### WORK ITEM
Reproduce the portion of the blended-burger commentary that starts with the words "As a non-vegetarian" and stops after "been looking for.", keeping every character unchanged.

### EXCERPTED TEXT
As a non-vegetarian who often eats veggie burgers, I’m pretty much the target demo for this brave new protein category. My fellow flexitarians and I, who make up either one-third or one-fifth of the population depending on how you count, are usually motivated by overlapping concerns about health, animal welfare, and the environment. We care about these things, but not enough to abstain entirely from consuming flesh. In theory, the in-between burger is just what we’ve been looking for.

Or at least you see how a meat-company executive could arrive at that conclusion. If all these flexitarians are up for eating veggie burgers and beef burgers, they should be extra chuffed at the prospect of eating both at the same time. A sandwich that splits the difference—finally the code has been cracked! One imagines Tyson and Hormel executives nodding at this forward-thinking pitch while nibbling contentedly on Vienna sausages. (I’m guessing this is how meat-company executives behave behind closed doors.)

If only my inner conflict were so easily assuaged. The food industry’s approach to people like me—let them eat fake and steak—misunderstands how people like me choose what to eat. We tend to approach menu decision in terms of two rival pleasures, restraint and indulgence. Part of the upside of ordering a veggie burger or a kale salad or a quinoa-and-beet pilaf is the knowledge that you’re making a more healthful and ethical choice by avoiding meat. The Blend robs you of that smug buzz. To make matters worse, you’re not experiencing the borderline religious exaltation of a truly killer cheeseburger. Instead you’re settling for a meal you can neither thoroughly enjoy nor feel good about not thoroughly enjoying. If that makes sense.

Because, come on, there’s no way these burgers, billed as “mouthwatering” and “100% delicious,” compare taste-wise to a perfectly calibrated hunk of grilled ground beef or even, say, a Thickburger from Hardee’s. Just to be certain, I tracked down and tried the Tyson and Hormel burgers. The former is bland and spongy and altogether awful. Hormel’s partially mushroom-based patty is better, though still unremarkable, and sadly doesn’t taste at all like mushrooms. If you buried them in enough fixings they’d be passable at a picnic, but that’s true of any edible substance.

### EXTRACTED ENTRIES
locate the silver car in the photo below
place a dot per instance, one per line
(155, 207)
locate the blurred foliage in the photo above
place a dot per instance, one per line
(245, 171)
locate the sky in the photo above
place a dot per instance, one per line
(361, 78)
...
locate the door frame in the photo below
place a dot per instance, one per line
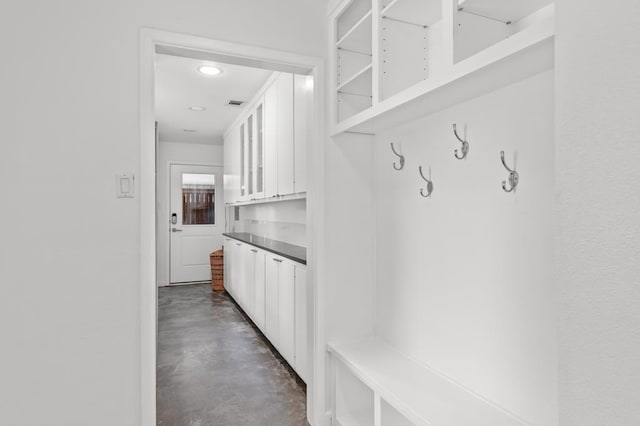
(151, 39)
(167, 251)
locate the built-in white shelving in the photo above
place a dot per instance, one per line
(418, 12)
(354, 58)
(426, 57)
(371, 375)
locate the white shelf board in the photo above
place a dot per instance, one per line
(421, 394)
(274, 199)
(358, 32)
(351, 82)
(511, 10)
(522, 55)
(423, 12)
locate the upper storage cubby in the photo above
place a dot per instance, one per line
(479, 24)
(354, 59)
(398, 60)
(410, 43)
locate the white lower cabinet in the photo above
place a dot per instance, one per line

### ANSWER FOR THIS EXERCISE
As a non-vegetarian who often eats veggie burgers, I’m pretty much the target demo for this brave new protein category. My fellow flexitarians and I, who make up either one-third or one-fifth of the population depending on how you count, are usually motivated by overlapping concerns about health, animal welfare, and the environment. We care about these things, but not enough to abstain entirely from consuming flesh. In theory, the in-between burger is just what we’ve been looking for.